[WHAT THE TASK ASKS]
In the passage below on joining the Royal Navy, duplicate the part starting at "But no one will" and ending at "most simple exam.".
[[ READING PASSAGE open ]]
But no one will suppose that a sixteen-year old boy was moved by ideas of heroism to read a pamphlet on how to join the Royal Navy. In my case the urge was certainly the ominous spectre of unemployment. I despatched my letter to the nearest recruiting office, which was in Nottingham, and in a few days was invited to come to that city and try y luck. I needed luck. The physical examination went well enough. It was when I was faced with the ordinary, standard seven examination in arithmetic that I flopped. I was already preparing myself for a repeat performance of my empty handed return from the circus – not this time as the prodigal son to be cherished by those who had worried, but as the son who had failed the most simple exam.
However, the recruiting officer, an ex-naval chief petty officer, was reluctant to let me go, possibly because all other showings had been in my favour – or maybe because he was working on a commission basis. Anyway he quietly showed me where I was going wrong, tore up the disgraced paper and gave me another try. The next morning, with no more school tests to face, I was on my way to London for a more stringent medical examination. Whatever those doctors thought about the contents of a candidate’s head, they were determined to find out the most minor defect of his body. All day we were passed from one doctor to another, each dealing with some little part of our anatomy in which he was obviously a specialist. Short of turning us inside out there was nothing they did not do, and when, towards evening, they concluded their collective examination not an authority in the world could doubt their conclusion that we were physically fit for service in His Britannic Majesty’s Royal Navy.
[[ READING PASSAGE closed ]]
[[ SUPPLIED ENTRIES open ]]
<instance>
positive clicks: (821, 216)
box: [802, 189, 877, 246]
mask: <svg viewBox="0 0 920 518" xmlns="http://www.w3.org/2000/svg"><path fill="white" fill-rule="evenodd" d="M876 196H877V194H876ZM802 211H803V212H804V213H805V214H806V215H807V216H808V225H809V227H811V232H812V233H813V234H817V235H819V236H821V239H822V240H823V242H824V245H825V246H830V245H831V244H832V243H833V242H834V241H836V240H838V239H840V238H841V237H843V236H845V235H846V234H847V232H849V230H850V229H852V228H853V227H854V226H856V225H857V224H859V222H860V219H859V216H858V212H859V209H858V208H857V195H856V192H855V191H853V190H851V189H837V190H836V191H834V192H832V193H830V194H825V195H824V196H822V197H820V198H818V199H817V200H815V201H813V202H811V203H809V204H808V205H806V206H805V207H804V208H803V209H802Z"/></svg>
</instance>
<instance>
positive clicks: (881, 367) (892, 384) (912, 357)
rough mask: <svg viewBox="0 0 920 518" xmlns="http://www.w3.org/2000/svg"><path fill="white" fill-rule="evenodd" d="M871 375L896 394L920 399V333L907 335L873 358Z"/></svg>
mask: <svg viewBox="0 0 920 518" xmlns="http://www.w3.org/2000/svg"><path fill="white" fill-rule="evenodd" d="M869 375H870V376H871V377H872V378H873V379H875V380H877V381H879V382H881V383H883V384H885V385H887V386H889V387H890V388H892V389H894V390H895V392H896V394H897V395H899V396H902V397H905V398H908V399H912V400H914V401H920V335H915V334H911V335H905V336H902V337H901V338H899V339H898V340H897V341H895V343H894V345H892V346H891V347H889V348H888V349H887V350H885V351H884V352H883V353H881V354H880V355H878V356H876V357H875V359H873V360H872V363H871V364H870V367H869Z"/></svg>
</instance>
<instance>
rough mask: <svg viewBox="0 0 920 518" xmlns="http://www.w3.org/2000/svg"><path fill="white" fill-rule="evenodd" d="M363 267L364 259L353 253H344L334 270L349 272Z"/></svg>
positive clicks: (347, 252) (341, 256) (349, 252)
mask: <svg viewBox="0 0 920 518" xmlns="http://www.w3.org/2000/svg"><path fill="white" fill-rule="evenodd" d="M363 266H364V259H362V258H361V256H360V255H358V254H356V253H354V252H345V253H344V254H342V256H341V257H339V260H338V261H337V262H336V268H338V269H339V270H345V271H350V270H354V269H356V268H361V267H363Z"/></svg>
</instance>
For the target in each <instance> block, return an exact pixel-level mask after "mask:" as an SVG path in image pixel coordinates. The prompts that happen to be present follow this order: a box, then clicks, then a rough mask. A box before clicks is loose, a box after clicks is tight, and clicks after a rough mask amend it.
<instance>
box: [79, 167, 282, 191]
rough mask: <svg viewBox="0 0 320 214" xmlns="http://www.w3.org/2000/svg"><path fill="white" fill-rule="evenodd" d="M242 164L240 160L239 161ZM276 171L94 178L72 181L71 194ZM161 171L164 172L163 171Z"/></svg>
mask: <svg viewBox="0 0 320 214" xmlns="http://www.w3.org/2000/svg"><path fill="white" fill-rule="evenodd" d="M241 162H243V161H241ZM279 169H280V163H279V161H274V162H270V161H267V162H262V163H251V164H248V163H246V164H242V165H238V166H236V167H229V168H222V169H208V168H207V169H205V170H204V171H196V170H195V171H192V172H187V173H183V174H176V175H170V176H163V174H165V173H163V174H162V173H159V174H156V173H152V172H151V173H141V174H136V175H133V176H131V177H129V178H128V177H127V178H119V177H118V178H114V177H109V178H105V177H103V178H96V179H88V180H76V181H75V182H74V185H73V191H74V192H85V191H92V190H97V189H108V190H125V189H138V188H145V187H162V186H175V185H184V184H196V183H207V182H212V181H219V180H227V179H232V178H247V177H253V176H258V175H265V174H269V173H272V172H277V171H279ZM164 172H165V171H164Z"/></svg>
[[ SUPPLIED ENTRIES closed ]]
[[ SUPPLIED ENTRIES open ]]
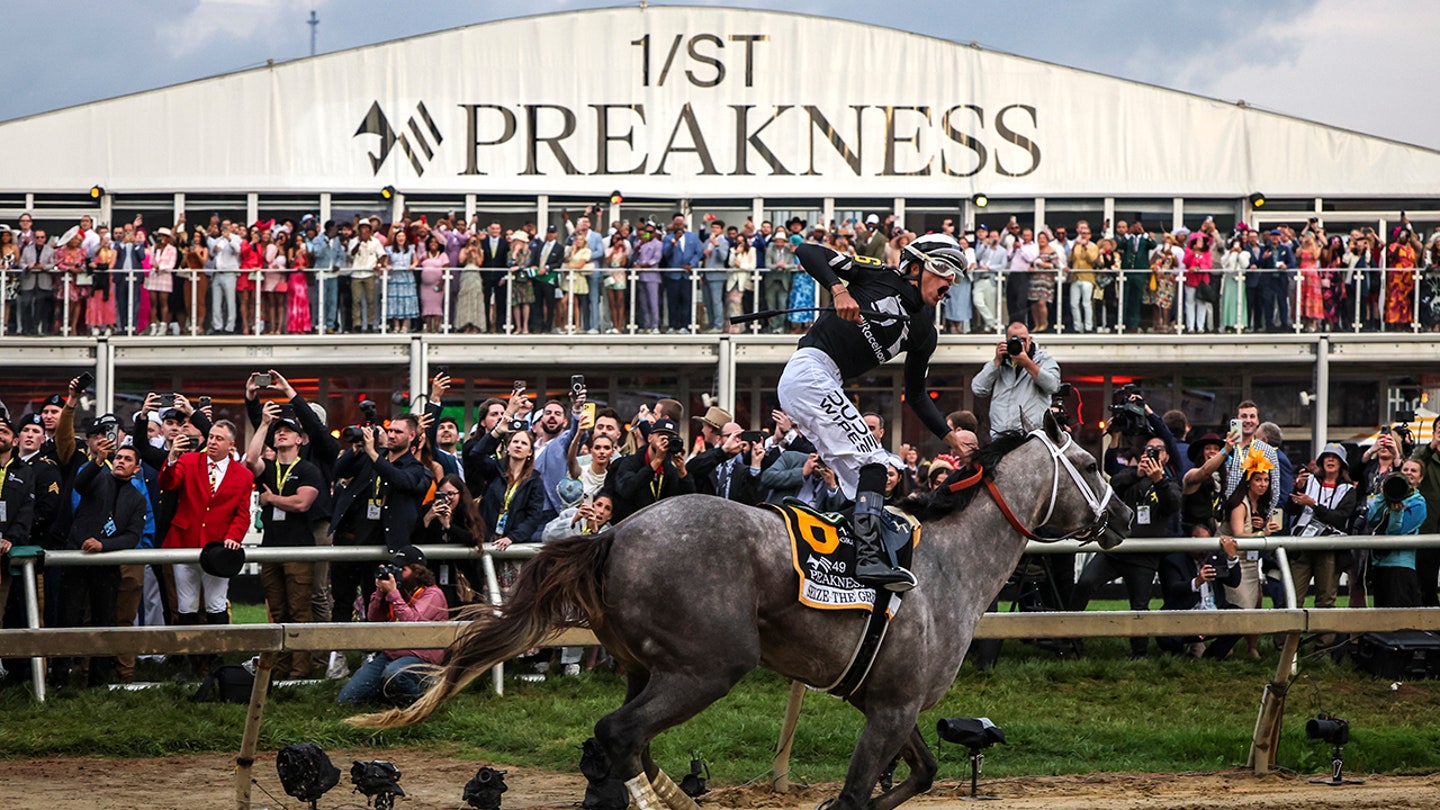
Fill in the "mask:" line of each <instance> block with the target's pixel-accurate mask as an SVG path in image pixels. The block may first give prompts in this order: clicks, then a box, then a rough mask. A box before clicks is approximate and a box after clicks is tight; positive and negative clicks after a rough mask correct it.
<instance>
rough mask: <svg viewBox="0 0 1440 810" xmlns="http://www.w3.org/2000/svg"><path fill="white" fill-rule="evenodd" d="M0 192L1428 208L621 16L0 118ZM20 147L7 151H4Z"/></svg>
[[ SUPPLIED ENTRIES closed ]]
[ANSWER TO THE EXERCISE]
But no one will suppose that a sixteen-year old boy was moved by ideas of heroism to read a pamphlet on how to join the Royal Navy. In my case the urge was certainly the ominous spectre of unemployment. I despatched my letter to the nearest recruiting office, which was in Nottingham, and in a few days was invited to come to that city and try y luck. I needed luck. The physical examination went well enough. It was when I was faced with the ordinary, standard seven examination in arithmetic that I flopped. I was already preparing myself for a repeat performance of my empty handed return from the circus – not this time as the prodigal son to be cherished by those who had worried, but as the son who had failed the most simple exam.